*Written exercise:* From the listing below, pick out each line that contains the word "chair" and copy it.

*Extracted entries:*

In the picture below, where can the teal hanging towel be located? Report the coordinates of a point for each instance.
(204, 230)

--

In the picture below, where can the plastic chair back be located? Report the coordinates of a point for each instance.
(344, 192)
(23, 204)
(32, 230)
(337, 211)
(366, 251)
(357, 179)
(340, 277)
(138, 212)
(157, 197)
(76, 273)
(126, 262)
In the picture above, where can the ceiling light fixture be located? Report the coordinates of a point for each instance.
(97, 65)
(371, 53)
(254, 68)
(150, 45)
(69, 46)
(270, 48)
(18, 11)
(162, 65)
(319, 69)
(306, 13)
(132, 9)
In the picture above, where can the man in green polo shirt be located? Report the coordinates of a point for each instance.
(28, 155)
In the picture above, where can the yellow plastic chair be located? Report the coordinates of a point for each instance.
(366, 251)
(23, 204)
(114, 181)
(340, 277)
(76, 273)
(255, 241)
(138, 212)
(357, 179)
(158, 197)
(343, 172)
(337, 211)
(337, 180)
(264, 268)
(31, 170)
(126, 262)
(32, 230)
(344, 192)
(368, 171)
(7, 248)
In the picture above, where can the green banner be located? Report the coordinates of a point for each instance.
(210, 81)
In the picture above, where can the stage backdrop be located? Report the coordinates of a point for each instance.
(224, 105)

*Response below:*
In the picture below, where can the plastic chair back be located? Report the coordinates of a point for each instance.
In the picture above, where can the yellow plastic chair be located? Report the coordinates of a point for each instance.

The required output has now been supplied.